- YOUR ASSIGNMENT -
Transcribe the passage of the email blacklist text below between "Understanding what triggers" and "automated abuse detection.", inclusive.

- READING TEXT -
===
Blacklist Checker

Check if your domain or IP address is listed on major spam blacklists. Protect your email reputation.

About Email Blacklists

What are Blacklists? DNS-based blocklists used by email servers to identify and block spam sources

Why Check? Being blacklisted can prevent your emails from reaching recipients, harming your sender reputation

Prevention: Use SPF, DKIM, and DMARC records, maintain good email practices, and monitor regularly

Removal: If listed, contact the blacklist operator directly to request delisting after fixing the issue

How Email Blacklists Work

Email blacklists (also called DNSBLs — DNS-based Block Lists) are real-time databases maintained by anti-spam organizations, ISPs, and security companies that track IP addresses and domains associated with spam, phishing, malware distribution, or other malicious email behavior. When a receiving mail server processes an incoming message, it queries multiple blacklist databases in milliseconds to check whether the sending IP or domain has been reported.

Blacklists collect data through several mechanisms: spam trap networks, user spam reports (when recipients manually mark messages as spam), honeypot networks, and analysis of email sending patterns. Different blacklists have different standards for listing — some are aggressive and list IPs based on a single spam trap hit, while others require sustained patterns of abuse before listing.

The impact of a blacklist listing varies by which list you appear on. Major operational blacklists like Spamhaus SBL, Spamhaus ZEN, SpamCop, or Barracuda Central are consulted by most mail servers globally. Being listed on one of these can cause widespread delivery failures. Smaller or more specialized lists may only affect delivery to specific ISPs or countries.

Common Causes of Blacklisting

Understanding what triggers blacklisting helps you avoid it. The most common causes are sending unsolicited email, having a compromised server or account that sends spam without your knowledge, poor list hygiene that results in hitting spam traps, unusually high complaint rates from recipients, and sudden large increases in sending volume that trigger automated abuse detection.

Compromised accounts and servers are a particularly insidious cause because you may not know it is happening. If your email server or a user account on your domain is compromised, attackers can use it to send thousands of spam messages while you are unaware. Monitoring your outbound mail logs for unusual sending patterns and setting up DMARC with reporting lets you detect and stop unauthorized sending quickly.

Shared IP addresses present unique blacklisting risks. If you use a shared IP pool (common with lower-tier email service provider accounts), another sender's bad behavior can get your shared IP listed. Dedicated IP addresses eliminate this risk but require careful warming — sending at gradually increasing volumes to build the IP's reputation before ramping to full sending volume.

Removing Yourself from Blacklists

The removal process varies significantly by blacklist operator. Most major blacklists have a self-service delisting request process accessible through their website. Before requesting removal, you must understand and fix the root cause of the listing — submitting a removal request while still sending spam or with a compromised server will result in re-listing, and some lists impose time penalties for repeated listing and delisting cycles.

Spamhaus requires that you fix the underlying issue and provide a detailed explanation of what caused the listing and what steps were taken to prevent recurrence. SpamCop listings expire automatically after a period of clean sending. Barracuda Central requires an account creation and explanation. Each blacklist has its own timeline — removals can happen within hours or take several days.

Preventing re-listing is more important than removal speed. After delisting, implement proper list hygiene, monitor complaint rates, set up feedback loops with major ISPs, and authenticate email with SPF, DKIM, and DMARC. These practices demonstrate responsible sending to both blacklist operators and ISPs and significantly reduce the risk of future listings.
===
- DATASET EXCERPTS -
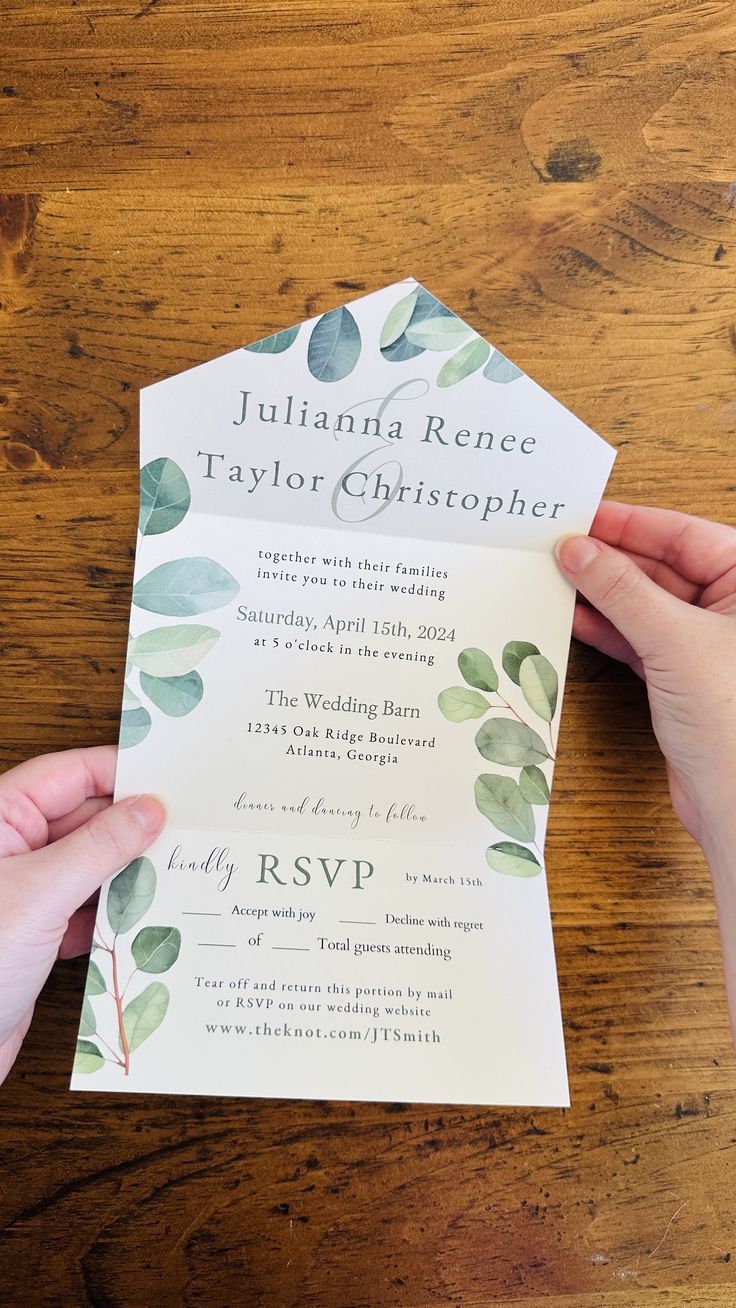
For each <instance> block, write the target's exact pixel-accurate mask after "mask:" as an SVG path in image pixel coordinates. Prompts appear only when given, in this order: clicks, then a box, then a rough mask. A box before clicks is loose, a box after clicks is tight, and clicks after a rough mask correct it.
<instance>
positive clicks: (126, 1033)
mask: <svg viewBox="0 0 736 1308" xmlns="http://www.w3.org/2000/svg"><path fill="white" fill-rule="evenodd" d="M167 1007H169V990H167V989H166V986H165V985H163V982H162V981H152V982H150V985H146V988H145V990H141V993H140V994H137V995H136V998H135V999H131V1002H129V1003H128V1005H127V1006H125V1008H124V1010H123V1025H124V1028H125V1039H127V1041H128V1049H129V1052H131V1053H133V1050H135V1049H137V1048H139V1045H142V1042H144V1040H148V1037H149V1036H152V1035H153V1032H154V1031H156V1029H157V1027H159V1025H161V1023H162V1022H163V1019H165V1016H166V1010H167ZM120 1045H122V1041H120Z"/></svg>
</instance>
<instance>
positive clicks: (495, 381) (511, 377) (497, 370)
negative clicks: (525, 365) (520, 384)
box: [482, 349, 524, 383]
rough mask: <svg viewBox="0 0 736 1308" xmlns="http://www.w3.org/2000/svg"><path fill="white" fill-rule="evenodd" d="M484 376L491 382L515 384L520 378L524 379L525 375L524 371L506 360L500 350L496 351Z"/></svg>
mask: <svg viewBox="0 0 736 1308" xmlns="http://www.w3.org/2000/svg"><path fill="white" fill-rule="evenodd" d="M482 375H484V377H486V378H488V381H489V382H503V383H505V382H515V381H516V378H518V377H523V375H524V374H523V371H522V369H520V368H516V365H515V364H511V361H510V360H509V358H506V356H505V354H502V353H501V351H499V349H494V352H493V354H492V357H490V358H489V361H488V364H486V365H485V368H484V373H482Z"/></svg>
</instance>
===
- RESULT OF THE EXERCISE -
Understanding what triggers blacklisting helps you avoid it. The most common causes are sending unsolicited email, having a compromised server or account that sends spam without your knowledge, poor list hygiene that results in hitting spam traps, unusually high complaint rates from recipients, and sudden large increases in sending volume that trigger automated abuse detection.